_Tasks to complete:_
1. Name every detection technique listed in the passage on memory leaks.
2. In the passage on memory leaks, which law is cited as a caution against adding staff late in a project?
3. Write the next few lines of the passage on memory leaks, following its last sentence.

## begin Selected passage

Adequate Staffing in Development Phase- Lack of sufficient staff may preclude assuring this attribute is not in the software. Using an estimation tool based on past performance may help allocate sufficient staff at appropriate times to preclude this attribute. However simply adding staff, especially late in the project may not help. (Brook's Law)

Coding Standards- Coding standard could limit the techniques used to allocate and de-allocate memory to those that are less error prone. Choice of the language used can also help lessen the probability of memory leaks, example C++ versus Java (garbage collection to free unused memory).

Estimation Tool or Technique- Lack of sufficient time may preclude assuring this attribute is not in the software. Using an estimation tool based on past performance may help allocate sufficient time to preclude this attribute.



Detection Techniques:

Automated Nightly Build and Test- Nightly functional testing may detect memory leaks, especially if some of the tests are long running or repetitive.

Code and Test Peer Inspections- Peer reviews may catch exits where allocated memory has not been released.

Continuous Integration- Continuous integration testing may detect memory leaks, especially if some of the tests are long running or repetitive.

Dynamic Analysis- Dynamic analyzers included leak detectors which can detect memory not being returned to the heap.

## end Selected passage
## begin Supplied material

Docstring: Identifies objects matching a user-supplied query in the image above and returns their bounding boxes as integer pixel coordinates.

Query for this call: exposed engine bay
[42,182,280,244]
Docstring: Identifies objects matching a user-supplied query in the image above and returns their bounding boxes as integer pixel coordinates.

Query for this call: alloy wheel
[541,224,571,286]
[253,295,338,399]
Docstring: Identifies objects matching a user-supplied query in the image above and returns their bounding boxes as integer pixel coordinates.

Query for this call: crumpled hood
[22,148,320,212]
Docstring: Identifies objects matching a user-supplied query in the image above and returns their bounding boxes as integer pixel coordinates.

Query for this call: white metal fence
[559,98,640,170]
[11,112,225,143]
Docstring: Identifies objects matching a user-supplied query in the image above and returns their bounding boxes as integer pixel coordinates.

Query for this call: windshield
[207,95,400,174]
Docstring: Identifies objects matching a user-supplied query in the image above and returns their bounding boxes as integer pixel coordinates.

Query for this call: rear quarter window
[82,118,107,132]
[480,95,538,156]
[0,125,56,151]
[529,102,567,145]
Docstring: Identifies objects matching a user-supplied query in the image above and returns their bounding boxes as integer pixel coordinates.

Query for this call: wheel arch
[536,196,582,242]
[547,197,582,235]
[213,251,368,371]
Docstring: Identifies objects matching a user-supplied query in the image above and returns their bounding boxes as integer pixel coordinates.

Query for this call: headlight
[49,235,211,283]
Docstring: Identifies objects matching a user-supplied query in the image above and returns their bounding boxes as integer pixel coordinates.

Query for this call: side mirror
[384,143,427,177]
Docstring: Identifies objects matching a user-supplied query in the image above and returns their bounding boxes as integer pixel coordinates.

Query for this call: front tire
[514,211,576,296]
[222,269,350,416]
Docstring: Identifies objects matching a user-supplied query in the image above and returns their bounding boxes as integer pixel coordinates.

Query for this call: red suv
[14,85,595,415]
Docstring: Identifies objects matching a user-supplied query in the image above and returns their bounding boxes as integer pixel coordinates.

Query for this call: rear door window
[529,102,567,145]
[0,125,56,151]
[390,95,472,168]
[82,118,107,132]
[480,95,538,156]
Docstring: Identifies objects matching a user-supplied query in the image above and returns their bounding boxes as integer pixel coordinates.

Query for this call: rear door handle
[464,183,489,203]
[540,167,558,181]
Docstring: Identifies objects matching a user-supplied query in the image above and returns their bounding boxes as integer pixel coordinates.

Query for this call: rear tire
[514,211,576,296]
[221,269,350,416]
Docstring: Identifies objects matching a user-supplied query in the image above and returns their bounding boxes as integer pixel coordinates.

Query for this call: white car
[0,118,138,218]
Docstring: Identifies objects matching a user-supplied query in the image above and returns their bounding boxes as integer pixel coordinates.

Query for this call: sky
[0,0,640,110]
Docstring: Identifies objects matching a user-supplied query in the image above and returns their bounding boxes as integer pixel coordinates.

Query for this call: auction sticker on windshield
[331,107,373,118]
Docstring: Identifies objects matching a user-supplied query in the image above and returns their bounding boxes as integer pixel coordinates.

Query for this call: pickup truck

## end Supplied material
## begin Supplied material

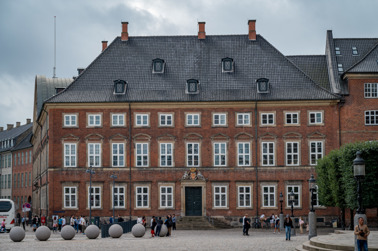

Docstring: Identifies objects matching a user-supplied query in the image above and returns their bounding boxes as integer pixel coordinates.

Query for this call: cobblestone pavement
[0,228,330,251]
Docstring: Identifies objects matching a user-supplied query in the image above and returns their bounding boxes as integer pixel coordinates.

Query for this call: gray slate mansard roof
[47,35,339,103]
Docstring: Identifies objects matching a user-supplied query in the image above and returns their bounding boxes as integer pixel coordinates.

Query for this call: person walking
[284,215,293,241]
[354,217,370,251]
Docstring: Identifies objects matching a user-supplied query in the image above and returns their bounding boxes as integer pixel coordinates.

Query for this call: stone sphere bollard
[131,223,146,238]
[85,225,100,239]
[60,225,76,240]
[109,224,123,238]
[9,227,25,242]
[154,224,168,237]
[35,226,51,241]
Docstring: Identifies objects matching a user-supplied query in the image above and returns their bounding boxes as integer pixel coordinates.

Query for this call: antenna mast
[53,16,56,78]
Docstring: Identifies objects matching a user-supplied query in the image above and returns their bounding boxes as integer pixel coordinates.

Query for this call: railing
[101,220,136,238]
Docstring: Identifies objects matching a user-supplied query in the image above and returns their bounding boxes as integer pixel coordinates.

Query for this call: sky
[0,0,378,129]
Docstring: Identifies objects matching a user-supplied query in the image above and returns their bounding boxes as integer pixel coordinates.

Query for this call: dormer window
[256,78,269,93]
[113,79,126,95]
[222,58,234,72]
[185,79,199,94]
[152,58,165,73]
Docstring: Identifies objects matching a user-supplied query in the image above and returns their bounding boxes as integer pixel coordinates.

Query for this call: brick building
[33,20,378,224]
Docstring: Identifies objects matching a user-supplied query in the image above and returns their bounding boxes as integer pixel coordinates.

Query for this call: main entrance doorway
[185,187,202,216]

## end Supplied material

_Per-task outputs:_
1. Automated Nightly Build and Test, Code and Test Peer Inspections, Continuous Integration, Dynamic Analysis

2. Brook's Law

3.
Functional / Regression Testing- Functional testing may detect memory leaks, especially if some of the tests are long running or repetitive.

Fuzzing or Automated Random Testing- Random testing, if allowed to run for long periods of time may be a good approach to find memory leaks or resources not available or heavily loaded at certain times.

Graphics User Interface (GUI) Testing- GUI tests that run many hours automatically may be able to find memory leaks with show up as memory low messages or sytem crashes.

Load, Stress, Failover, Performance Test- LSP testing may show how the system handles situations which meet or exceed specifications (number of users, amount of data stored, transfer rates, etc.) to determine if the system meets specification and degrades gracefully beyond specified levels of performance. Unhandled exceptions may be exposed under these types of tests which lock up the system (for instance running out of memory due to a memory leak).

Negative Testing- Negative testing includes deliberately inputting incorrect information into the system under test which should produce meaningful error messages that correlate to the negative inputs. System lock ups or crashes due to memory leaks may be detected and corrected so that an error message will be issued and/or the system will degrade gracefully.

Release Testing (alpha, beta)- Release testing may detect memory leaks, especially if some of the tests are long running or repetitive.

Smoke (Check In) Testing- Smoke testing may detect memory leaks, especially if some of the tests are long running or repetitive.

Static Analysis- Static analysis can detect situations where memory is allocated and not deallocated.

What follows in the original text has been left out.